Cuando pensamos en la cumbia, evocamos rápidamente la fiesta y el baile. Identificamos y reconocemos cada vez más las propuestas de las agrupaciones de la llamada nueva cumbia chilena y nos sacamos el sombrero ante la experiencia de Tommy Rey, de los músicos de la Sonora Palacios o del trabajo que vienen realizando hace 10 añosLos Rumberos del 900. Y aunque hay una cierta amnesia colectiva, desde muchos sectores de la sociedad se está trabajando para realzar el patrimonio sonoro nacional e incorporar en nuestra definición identitaria la diversidad que involucra este terruño tan aislado del continente, incluyendo la de los músicos cumbiancheros que nos han hecho bailar durante más de 50 años.
Es así como se rindieron homenajes al tocopillano Juan “Chocolate” Rodríguez el pasado 2 de abril cuando murió, o tiempo atrás se improvisó un Macondo para despedir a Luisín Landáez (2008) o de manera más reciente La Orquesta Cubanacán organizó un repertorio bailable para Roberto Fonseca – Pachuco- en la conmemoración de los 10 años de su partida (2011). El esfuerzo de los compañeros de música para evitar que las voces se apaguen y que la memoria se borre, puso en el tapete nuevamente la discusión acerca de la importancia del oficio, de mirar más allá de la festividad y reconocer a la persona, al trabajador que nos entrega esa alegría.

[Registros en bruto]
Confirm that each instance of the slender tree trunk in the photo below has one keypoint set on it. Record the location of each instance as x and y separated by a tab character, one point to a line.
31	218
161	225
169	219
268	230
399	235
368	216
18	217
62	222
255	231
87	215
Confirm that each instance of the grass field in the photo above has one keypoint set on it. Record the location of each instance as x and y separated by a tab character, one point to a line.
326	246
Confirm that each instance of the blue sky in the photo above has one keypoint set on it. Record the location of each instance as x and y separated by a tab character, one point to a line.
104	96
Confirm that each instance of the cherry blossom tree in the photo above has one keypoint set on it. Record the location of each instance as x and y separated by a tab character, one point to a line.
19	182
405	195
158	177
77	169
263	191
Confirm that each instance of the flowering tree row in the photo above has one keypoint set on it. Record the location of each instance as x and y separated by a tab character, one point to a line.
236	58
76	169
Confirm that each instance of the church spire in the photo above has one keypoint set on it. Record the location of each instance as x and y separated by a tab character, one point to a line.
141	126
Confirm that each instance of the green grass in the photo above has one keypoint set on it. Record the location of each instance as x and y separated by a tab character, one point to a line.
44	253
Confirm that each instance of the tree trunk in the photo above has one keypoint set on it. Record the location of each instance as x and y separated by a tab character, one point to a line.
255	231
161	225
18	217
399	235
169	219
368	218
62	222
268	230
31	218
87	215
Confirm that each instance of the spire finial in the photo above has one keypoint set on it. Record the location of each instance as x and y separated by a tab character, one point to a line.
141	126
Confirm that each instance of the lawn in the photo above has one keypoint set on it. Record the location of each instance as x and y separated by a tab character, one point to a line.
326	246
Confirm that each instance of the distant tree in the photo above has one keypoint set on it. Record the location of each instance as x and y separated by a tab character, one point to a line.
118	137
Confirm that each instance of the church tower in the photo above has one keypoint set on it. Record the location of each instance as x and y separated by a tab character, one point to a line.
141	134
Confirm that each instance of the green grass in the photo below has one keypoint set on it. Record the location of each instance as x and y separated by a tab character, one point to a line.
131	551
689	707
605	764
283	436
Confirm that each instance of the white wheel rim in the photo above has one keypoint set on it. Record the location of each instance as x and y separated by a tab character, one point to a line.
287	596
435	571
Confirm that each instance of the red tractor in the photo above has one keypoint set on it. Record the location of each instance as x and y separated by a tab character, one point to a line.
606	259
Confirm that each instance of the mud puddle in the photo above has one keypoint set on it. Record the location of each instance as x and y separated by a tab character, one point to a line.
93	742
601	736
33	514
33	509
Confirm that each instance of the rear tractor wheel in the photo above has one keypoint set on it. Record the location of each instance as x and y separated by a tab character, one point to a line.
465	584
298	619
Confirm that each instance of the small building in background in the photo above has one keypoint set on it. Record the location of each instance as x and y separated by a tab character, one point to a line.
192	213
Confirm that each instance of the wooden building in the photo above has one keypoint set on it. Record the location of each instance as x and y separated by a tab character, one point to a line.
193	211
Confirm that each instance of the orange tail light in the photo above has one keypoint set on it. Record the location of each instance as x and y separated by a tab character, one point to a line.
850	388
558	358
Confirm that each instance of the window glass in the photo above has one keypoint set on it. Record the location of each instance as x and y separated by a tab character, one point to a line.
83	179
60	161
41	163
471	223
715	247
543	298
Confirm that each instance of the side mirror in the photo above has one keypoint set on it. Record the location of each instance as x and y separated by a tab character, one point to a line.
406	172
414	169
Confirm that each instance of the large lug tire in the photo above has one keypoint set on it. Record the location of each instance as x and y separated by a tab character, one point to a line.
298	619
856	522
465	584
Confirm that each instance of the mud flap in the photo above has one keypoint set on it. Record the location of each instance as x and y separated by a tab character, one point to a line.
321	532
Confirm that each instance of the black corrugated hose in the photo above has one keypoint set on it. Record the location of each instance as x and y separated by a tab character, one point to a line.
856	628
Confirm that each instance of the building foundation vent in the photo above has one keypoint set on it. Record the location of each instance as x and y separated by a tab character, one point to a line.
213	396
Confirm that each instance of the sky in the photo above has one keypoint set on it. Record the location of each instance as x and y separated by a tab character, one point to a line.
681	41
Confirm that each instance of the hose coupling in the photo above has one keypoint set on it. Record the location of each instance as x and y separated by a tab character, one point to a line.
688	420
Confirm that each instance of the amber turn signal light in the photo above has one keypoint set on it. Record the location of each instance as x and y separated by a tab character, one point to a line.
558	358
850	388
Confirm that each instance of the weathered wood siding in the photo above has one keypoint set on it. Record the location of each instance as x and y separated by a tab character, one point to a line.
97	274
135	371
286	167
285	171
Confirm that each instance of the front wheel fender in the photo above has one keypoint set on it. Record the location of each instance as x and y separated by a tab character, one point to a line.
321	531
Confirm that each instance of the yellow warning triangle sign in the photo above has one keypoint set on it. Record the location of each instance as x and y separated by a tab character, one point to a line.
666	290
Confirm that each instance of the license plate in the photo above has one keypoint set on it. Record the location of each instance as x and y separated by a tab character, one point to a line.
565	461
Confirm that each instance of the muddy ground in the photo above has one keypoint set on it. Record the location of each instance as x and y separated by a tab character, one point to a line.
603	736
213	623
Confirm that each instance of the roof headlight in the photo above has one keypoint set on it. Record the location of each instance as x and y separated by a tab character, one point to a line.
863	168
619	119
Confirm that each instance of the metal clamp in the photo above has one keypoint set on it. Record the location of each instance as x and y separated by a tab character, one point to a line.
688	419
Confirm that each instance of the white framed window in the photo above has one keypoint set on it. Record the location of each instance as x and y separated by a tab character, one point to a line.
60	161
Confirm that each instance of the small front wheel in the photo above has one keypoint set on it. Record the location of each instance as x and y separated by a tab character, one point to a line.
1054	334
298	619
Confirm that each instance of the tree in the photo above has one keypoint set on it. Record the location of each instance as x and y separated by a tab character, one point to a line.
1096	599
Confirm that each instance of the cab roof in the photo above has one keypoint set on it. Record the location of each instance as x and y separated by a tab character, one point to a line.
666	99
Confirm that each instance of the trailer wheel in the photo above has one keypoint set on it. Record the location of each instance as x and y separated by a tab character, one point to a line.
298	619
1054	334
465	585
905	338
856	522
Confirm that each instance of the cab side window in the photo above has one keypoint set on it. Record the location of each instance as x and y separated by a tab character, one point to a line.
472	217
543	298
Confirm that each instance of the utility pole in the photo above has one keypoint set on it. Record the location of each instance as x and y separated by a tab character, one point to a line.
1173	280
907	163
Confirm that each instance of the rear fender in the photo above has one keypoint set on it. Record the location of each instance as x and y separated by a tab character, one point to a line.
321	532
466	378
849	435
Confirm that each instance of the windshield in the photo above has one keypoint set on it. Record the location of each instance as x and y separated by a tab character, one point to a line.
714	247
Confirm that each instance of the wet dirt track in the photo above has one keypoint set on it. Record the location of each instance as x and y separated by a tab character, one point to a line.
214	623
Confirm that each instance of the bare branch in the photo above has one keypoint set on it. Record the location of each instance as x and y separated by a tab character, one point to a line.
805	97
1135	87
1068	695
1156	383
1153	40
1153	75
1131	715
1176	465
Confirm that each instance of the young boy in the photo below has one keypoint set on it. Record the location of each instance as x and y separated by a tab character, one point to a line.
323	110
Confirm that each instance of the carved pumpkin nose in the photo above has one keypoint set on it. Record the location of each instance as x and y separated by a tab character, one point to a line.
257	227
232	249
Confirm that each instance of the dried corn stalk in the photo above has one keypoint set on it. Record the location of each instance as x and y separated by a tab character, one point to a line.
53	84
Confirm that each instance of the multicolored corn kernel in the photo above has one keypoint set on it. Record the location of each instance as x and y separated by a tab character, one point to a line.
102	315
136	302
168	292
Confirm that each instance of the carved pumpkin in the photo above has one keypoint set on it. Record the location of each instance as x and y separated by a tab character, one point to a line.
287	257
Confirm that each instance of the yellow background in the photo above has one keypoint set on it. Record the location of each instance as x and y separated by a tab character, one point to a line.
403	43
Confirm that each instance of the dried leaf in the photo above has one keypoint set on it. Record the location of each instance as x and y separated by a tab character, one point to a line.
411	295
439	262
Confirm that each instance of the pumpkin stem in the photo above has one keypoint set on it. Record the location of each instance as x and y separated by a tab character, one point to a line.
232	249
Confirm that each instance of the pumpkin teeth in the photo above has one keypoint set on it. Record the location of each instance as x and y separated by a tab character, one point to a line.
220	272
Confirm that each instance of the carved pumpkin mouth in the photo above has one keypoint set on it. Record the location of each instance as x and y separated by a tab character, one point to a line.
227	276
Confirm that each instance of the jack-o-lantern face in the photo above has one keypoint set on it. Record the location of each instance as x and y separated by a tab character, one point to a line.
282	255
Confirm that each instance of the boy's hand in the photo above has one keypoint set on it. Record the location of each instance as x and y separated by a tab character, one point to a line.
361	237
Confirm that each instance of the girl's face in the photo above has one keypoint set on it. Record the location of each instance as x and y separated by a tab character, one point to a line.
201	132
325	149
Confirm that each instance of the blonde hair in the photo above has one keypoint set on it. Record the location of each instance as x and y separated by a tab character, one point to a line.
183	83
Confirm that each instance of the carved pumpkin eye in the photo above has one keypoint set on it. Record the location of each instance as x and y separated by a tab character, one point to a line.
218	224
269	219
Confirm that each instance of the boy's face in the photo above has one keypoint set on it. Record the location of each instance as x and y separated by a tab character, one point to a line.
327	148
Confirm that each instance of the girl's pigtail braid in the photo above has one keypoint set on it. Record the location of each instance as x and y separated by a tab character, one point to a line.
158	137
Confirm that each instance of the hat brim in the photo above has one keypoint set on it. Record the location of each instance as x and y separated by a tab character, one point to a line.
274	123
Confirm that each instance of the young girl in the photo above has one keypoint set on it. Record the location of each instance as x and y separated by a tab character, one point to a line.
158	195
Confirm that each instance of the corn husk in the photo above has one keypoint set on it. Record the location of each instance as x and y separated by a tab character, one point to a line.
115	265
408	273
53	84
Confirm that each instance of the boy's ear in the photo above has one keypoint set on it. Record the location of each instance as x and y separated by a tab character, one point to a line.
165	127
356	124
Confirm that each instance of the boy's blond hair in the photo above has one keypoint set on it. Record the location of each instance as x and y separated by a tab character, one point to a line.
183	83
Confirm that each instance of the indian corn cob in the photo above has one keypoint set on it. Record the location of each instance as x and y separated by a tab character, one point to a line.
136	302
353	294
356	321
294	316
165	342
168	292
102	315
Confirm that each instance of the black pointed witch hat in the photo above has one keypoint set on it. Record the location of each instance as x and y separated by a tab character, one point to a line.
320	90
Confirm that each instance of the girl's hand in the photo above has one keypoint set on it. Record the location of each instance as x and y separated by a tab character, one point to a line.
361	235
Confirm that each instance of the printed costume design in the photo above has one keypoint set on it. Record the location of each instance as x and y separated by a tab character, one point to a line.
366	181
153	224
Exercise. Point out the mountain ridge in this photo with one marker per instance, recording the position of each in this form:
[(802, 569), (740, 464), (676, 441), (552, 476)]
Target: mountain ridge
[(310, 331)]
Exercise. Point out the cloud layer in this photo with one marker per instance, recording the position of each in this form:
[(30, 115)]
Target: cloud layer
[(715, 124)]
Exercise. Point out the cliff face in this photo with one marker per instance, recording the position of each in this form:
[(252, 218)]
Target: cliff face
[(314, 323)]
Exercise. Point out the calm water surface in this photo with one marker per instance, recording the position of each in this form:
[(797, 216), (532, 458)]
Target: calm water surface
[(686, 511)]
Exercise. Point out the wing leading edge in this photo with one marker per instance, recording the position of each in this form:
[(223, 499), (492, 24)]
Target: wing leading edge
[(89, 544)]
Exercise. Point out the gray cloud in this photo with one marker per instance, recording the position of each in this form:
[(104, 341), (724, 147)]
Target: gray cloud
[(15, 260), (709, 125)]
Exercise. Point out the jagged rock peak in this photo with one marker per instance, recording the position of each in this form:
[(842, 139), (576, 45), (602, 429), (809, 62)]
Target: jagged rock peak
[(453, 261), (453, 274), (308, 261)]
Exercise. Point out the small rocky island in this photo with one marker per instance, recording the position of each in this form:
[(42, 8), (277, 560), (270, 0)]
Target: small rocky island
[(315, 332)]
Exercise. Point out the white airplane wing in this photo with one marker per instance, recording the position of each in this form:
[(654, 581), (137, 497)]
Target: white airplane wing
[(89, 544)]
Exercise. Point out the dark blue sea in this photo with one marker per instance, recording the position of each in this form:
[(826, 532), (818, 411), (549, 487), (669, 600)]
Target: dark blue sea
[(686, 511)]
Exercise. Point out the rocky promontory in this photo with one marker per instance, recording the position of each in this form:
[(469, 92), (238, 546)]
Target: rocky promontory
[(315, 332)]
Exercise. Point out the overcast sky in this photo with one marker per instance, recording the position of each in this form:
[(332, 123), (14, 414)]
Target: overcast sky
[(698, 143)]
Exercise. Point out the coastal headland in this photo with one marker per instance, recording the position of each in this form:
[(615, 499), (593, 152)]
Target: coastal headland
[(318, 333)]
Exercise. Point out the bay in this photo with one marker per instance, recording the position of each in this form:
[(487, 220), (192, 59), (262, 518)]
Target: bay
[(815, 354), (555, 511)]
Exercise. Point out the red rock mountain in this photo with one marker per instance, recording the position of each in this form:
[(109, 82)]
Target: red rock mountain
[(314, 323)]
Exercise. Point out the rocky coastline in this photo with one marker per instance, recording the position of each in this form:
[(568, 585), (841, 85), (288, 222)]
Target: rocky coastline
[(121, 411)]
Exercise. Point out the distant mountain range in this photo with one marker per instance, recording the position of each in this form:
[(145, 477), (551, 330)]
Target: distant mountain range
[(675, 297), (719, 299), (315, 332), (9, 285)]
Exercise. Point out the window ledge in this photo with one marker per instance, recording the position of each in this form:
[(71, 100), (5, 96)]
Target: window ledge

— EJERCICIOS POR RESOLVER —
a. ¿Puedes reescribir el texto sobre la cumbia chilena desde "Es así como" hasta "entrega esa alegría.", incluido este último, cambiando "homenajes" por "tributos"?
b. ¿Cómo sigue el texto sobre la cumbia chilena? Escribe la continuación a partir de su última oración.

— RESPUESTAS ESCRITAS —
a.
Es así como se rindieron tributos al tocopillano Juan “Chocolate” Rodríguez el pasado 2 de abril cuando murió, o tiempo atrás se improvisó un Macondo para despedir a Luisín Landáez (2008) o de manera más reciente La Orquesta Cubanacán organizó un repertorio bailable para Roberto Fonseca – Pachuco- en la conmemoración de los 10 años de su partida (2011). El esfuerzo de los compañeros de música para evitar que las voces se apaguen y que la memoria se borre, puso en el tapete nuevamente la discusión acerca de la importancia del oficio, de mirar más allá de la festividad y reconocer a la persona, al trabajador que nos entrega esa alegría.

b.
Ser músico en Chile involucra una carga y un esfuerzo por sacar adelante el impulso creativo, modificar el ambiente cercano y, al mismo tiempo, vivir de ese trabajo. Ser músico cumbianchero se encuentra, además, con los prejuicios históricos con los que carga esta musicalidad. Ya sea por su origen foráneo, por su simplicidad, por su arraigo popular o, en la actualidad, por lo masiva que está siendo esta música, el camino ha sido duro aún cuando la cumbia sea sinónimo de alegría por excelencia. Es como si ser intérprete de cumbias tuviera menos valor.
Pero si nos cuesta tanto- por lo menos en el discurso- reconocernos en este ritmo ¿por qué permanece? ¿Por qué hay cultores que llevan más de 50 años animando cuanta fiesta venga, a lo largo de todo Chile y poniéndole el hombro a la pedregosa historia reciente? O ¿por qué músicos provenientes de distintos estilos han confluido para expresar sus pasiones a través de la cumbia?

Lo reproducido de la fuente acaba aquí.